◆ **SOURCE**:
• • • •
World Cinema Project Kummatty
Kummatty | Still courtesy of Criterion

Scorsese’s World Cinema Project #5 Carries Serenity and Chaos

All the films in Martin Scorsese’s World Cinema Project No. 5 showcase filmmakers whose output deserves restoration, but Kummatty offers the most direct and unapologetic sensual pleasures.

Martin Scorsese's World Cinema Project No. 5
various
Criterion

Criterion’s sets of Martin Scorsese’s World Cinema Project were something I looked forward to since the project began. These boxes collect restorations of classic films from byways of world cinema, largely untraveled and unknown even to those of us who seek out “foreign films” made far from Hollywood. In countries that tend to dominate the narrative of cinema, the notion that films get made in Peru, Algeria, and Kazakhstan can seem like a distant, locked wing of the world.

As the Film Foundation’s World Cinema Project seeks under-seen and under-protected gems from countries without strong preservation efforts, so far, four sets have been released on disc. The first volume came out in 2013, the second in 2017, the third in 2020, and the fourth in 2022, only two years later. Maybe that got me too excited, for I was getting antsy at the passing of four years before another set appeared.

Patience is rewarded. Here comes Martin Scorsese’s World Cinema Project No. 5, and I choose not to be alarmed that it’s only got four movies instead of the previous set’s six each. I’m just grateful. Let’s look at the films, as presented on three Blu-ray discs in chronological order.
• • • •
◆ **Unprocessed records**:
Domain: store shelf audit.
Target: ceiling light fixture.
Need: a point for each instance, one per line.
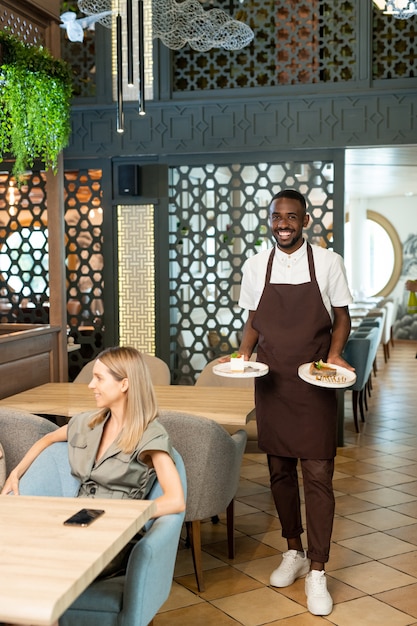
(400, 9)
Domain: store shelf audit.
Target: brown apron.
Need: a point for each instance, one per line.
(295, 419)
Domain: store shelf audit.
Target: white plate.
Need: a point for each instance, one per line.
(342, 372)
(252, 370)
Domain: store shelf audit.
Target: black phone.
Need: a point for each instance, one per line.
(84, 517)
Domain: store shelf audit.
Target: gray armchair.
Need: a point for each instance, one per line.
(212, 460)
(132, 599)
(18, 432)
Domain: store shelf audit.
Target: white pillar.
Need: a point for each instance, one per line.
(359, 248)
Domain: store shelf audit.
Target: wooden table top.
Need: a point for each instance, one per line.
(226, 405)
(44, 565)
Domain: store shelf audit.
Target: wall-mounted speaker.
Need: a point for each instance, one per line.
(146, 181)
(128, 179)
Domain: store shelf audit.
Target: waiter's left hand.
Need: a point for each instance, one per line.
(336, 359)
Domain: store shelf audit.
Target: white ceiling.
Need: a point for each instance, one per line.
(386, 171)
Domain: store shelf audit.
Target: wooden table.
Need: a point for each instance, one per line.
(226, 405)
(44, 565)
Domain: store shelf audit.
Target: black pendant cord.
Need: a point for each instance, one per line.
(129, 16)
(120, 116)
(142, 110)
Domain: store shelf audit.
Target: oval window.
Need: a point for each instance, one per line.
(380, 260)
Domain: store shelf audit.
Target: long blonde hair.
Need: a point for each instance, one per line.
(141, 407)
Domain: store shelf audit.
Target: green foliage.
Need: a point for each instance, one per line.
(35, 96)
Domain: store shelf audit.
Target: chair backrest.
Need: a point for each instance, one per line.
(207, 378)
(136, 597)
(159, 370)
(18, 432)
(212, 460)
(360, 352)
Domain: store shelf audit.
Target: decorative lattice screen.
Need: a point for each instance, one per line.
(218, 217)
(24, 279)
(136, 258)
(85, 262)
(295, 42)
(394, 47)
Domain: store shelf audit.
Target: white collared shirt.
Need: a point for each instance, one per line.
(292, 269)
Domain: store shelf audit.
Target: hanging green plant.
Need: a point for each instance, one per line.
(35, 97)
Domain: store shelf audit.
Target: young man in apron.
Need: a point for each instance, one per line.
(297, 297)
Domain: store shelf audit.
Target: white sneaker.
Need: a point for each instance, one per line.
(292, 566)
(319, 600)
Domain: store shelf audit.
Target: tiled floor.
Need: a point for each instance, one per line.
(372, 572)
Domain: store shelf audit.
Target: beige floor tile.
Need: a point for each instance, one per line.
(260, 569)
(273, 538)
(180, 597)
(406, 563)
(353, 484)
(406, 533)
(387, 478)
(372, 572)
(258, 607)
(347, 505)
(256, 523)
(385, 496)
(407, 508)
(367, 612)
(378, 545)
(246, 548)
(304, 619)
(199, 615)
(403, 599)
(344, 528)
(221, 582)
(184, 563)
(382, 519)
(373, 577)
(341, 557)
(263, 501)
(410, 488)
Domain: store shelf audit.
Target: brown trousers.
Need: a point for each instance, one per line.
(318, 498)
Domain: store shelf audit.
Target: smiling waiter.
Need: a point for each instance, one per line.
(297, 297)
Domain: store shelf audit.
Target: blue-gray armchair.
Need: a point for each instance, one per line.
(132, 599)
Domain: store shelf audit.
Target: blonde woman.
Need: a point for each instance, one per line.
(119, 450)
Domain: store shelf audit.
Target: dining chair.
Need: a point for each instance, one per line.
(212, 459)
(159, 370)
(136, 597)
(360, 351)
(208, 378)
(18, 432)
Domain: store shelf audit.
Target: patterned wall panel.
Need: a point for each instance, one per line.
(295, 43)
(394, 47)
(84, 264)
(219, 217)
(338, 120)
(136, 257)
(24, 277)
(28, 29)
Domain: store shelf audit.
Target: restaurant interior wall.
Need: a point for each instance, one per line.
(355, 87)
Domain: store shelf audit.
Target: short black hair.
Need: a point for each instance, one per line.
(293, 194)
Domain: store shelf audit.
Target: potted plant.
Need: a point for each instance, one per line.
(35, 101)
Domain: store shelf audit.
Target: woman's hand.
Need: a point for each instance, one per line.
(172, 500)
(11, 486)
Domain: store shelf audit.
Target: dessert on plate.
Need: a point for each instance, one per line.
(320, 368)
(237, 362)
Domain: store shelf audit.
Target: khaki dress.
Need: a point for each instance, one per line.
(115, 474)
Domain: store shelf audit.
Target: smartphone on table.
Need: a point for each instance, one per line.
(84, 517)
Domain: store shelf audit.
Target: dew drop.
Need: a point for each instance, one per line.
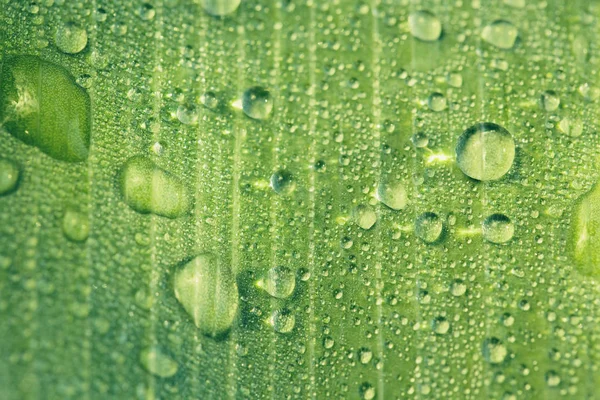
(220, 8)
(208, 292)
(157, 362)
(147, 188)
(500, 33)
(485, 151)
(364, 216)
(76, 226)
(437, 102)
(70, 38)
(279, 282)
(9, 176)
(550, 100)
(493, 350)
(283, 320)
(498, 228)
(282, 182)
(429, 227)
(53, 114)
(257, 102)
(425, 25)
(393, 195)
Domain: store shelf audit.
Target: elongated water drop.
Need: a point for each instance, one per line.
(42, 105)
(150, 189)
(208, 292)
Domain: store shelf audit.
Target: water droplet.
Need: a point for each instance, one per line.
(420, 140)
(550, 100)
(494, 351)
(393, 195)
(500, 33)
(147, 12)
(150, 189)
(279, 282)
(458, 288)
(498, 228)
(52, 114)
(208, 292)
(220, 8)
(584, 236)
(437, 102)
(440, 325)
(282, 182)
(425, 25)
(283, 320)
(571, 126)
(70, 38)
(365, 355)
(429, 227)
(9, 176)
(210, 100)
(364, 216)
(187, 114)
(157, 363)
(257, 102)
(76, 226)
(367, 391)
(485, 151)
(552, 378)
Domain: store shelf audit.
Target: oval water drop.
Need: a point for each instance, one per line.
(485, 151)
(208, 292)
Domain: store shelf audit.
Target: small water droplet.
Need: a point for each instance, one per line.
(500, 33)
(437, 102)
(279, 282)
(485, 151)
(283, 320)
(364, 216)
(76, 226)
(498, 228)
(257, 102)
(70, 38)
(425, 25)
(157, 362)
(494, 350)
(429, 227)
(9, 176)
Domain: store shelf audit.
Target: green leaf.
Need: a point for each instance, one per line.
(397, 197)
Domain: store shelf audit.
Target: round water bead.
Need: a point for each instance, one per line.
(425, 25)
(485, 151)
(498, 228)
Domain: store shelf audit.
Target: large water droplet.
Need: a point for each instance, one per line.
(42, 105)
(429, 227)
(500, 33)
(150, 189)
(208, 292)
(393, 195)
(220, 8)
(425, 25)
(584, 236)
(485, 151)
(70, 38)
(257, 102)
(158, 363)
(9, 176)
(498, 228)
(76, 226)
(279, 282)
(493, 350)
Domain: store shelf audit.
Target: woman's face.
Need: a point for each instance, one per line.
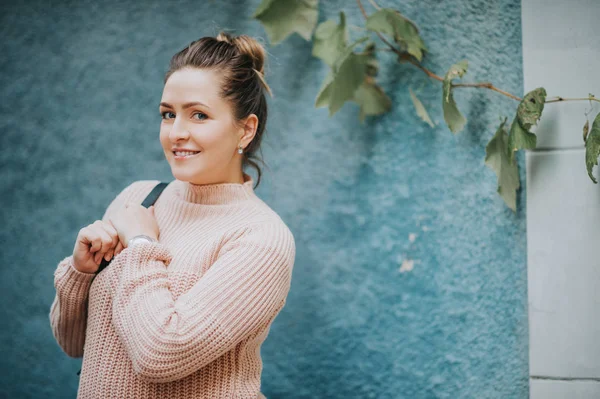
(196, 118)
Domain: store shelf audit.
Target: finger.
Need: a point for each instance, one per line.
(112, 232)
(118, 248)
(105, 240)
(89, 236)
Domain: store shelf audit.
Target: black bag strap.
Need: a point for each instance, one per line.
(148, 202)
(154, 194)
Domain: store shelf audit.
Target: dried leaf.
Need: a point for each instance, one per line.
(592, 147)
(281, 18)
(499, 160)
(330, 40)
(454, 119)
(529, 112)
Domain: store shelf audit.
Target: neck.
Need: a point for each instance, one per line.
(217, 193)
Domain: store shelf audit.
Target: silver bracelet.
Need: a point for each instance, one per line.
(139, 239)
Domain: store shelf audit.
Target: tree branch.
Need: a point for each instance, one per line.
(403, 56)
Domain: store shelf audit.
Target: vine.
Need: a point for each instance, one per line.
(352, 77)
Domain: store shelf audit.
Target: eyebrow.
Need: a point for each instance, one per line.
(186, 105)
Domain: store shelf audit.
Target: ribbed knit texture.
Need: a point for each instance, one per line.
(184, 317)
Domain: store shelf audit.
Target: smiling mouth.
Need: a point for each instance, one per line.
(185, 154)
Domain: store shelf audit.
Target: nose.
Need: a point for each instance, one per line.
(178, 131)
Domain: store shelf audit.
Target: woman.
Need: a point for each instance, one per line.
(182, 309)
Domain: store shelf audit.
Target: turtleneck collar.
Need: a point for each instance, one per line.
(217, 193)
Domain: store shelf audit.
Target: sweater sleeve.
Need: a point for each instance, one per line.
(68, 312)
(242, 291)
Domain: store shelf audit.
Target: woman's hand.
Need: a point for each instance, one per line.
(94, 242)
(134, 219)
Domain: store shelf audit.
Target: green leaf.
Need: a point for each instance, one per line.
(404, 32)
(529, 112)
(281, 18)
(330, 40)
(498, 159)
(346, 76)
(454, 119)
(372, 99)
(421, 111)
(592, 147)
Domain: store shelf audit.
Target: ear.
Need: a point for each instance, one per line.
(249, 128)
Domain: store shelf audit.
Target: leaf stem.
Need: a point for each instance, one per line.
(403, 56)
(560, 99)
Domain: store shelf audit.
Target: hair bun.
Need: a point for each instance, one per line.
(251, 47)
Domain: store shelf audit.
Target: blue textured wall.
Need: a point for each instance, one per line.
(80, 85)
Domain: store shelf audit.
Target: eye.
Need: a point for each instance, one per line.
(200, 113)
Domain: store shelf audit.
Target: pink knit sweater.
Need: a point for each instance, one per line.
(184, 317)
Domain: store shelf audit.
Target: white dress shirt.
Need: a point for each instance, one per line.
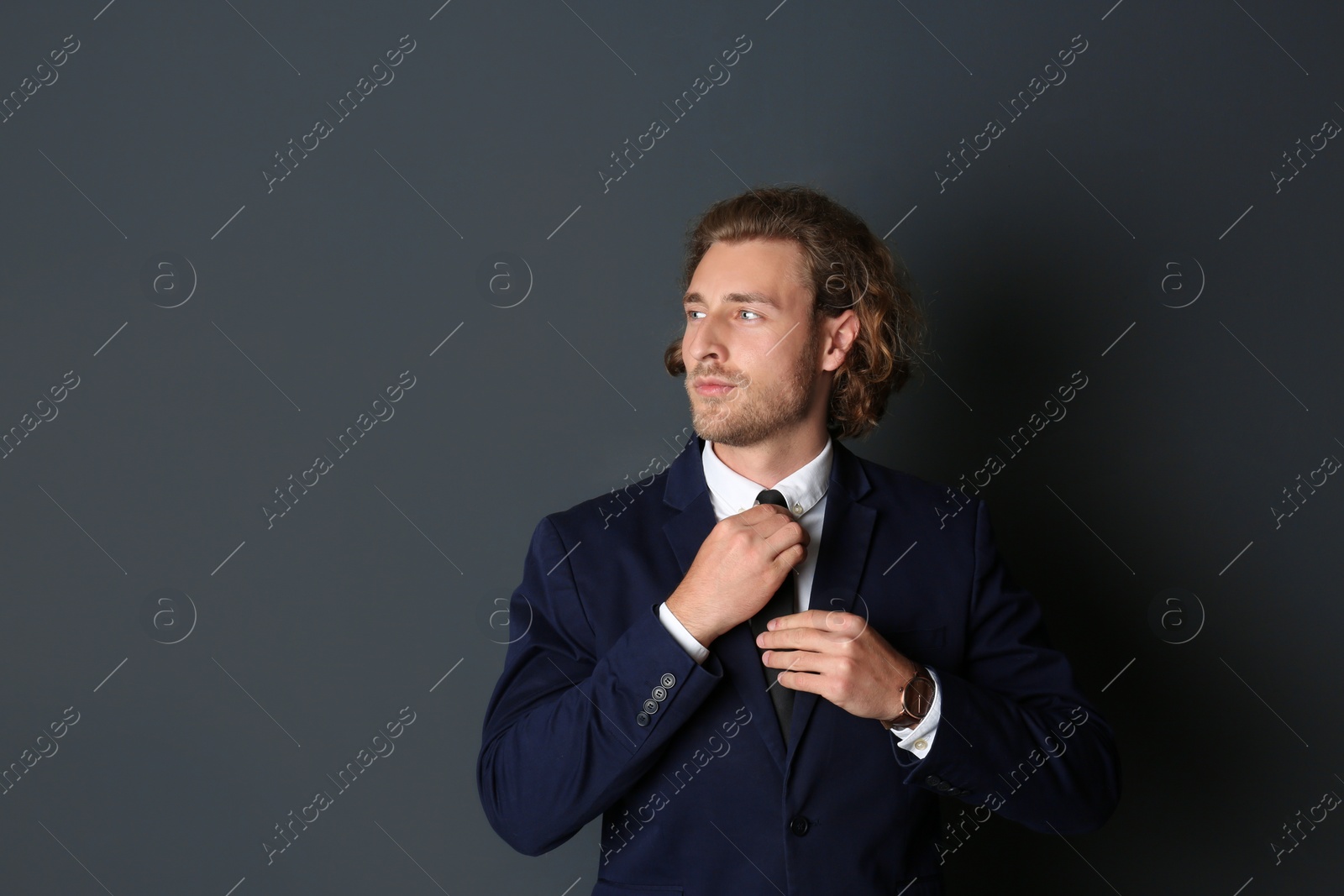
• • • •
◆ **TASK 1**:
Rewrite the stretch of the review of Scorsese's World Cinema Project No. 5 from "As the Film" through "another set appeared.", replacing "gems" with "treasures".
◆ **TASK 2**:
Extend the review of Scorsese's World Cinema Project No. 5 beyond its final sentence.
The records have no connection to the text about Scorsese's World Cinema Project.

◆ **REPLY 1**:
As the Film Foundation’s World Cinema Project seeks under-seen and under-protected treasures from countries without strong preservation efforts, so far, four sets have been released on disc. The first volume came out in 2013, the second in 2017, the third in 2020, and the fourth in 2022, only two years later. Maybe that got me too excited, for I was getting antsy at the passing of four years before another set appeared.

◆ **REPLY 2**:
Chronicle of the Years of Fire/Waqaa seneen al-jamr (1975) – Directed by Mohammed Lakhdar-Hamina

World Cinema Project Chronicles of the Years of Fire
Still courtesy of Criterion Collection

Chronicle of the Years of Fire was both the first Arab-made film and the first African film to win the highest honor at the Cannes Film Festival, and remains the only example to do so. Algerian filmmaker Mohammed Lakhdar-Hamina created a three-hour epic that follows one quiet peasant farmer from the beginning of WWII until he fires some of the first shots in 1954 for Algeria’s war for independence from France’s colonial rule.

That makes Chronicle of the Years of Fire the second prominent film to address Algeria’s struggle after Gillo Pontecorvo’s more famous The Battle of Algiers (1966), and that fact makes it almost impossible not to compare these very different films. Scorsese’s introduction, the bonus interview with film scholar Ahmed Bedjaoui, and the excellent booklet essay by critic and curator Joseph Fahim can’t help using the comparison as a launching point.

That’s understandable. For one thing, both films have the same director of photography, Marcello Gatti. Lakhdar-Hamina met him while working on Pontecorvo’s film and hired him for that reason, although Lakhdar-Hamina insisted on being Gatti’s camera operator himself. The camera-trained Lakhdar-Hamina had a precise idea about the style he wanted for his sweeping narrative.

In contrast to Pontecorvo’s rapidly edited, highly kinetic use of black-and-white, imitating newsreels and documentaries, Chronicle of the Years of Fire is a widescreen color film of long, majestic shots over the landscape, as if David Lean were making an epic of Algeria. Gatti lights and prepares these shots in a way that keeps the film a continual visual treat.

Also bringing to mind Lean’s Lawrence of Arabia (1962), Lakhdar-Hamina casts a central actor who rather resembles Omar Sharif. This is Yorgos Voyagis, a Greek actor who didn’t speak Arabic and had to be dubbed. He’d made his debut in a supporting role in Zorba the Greek (1964), an international hit from Michael Cacoyannis, and his long, busy career would include playing Joseph in Franco Zeffirelli’s 1977 miniseries Jesus of Nazareth.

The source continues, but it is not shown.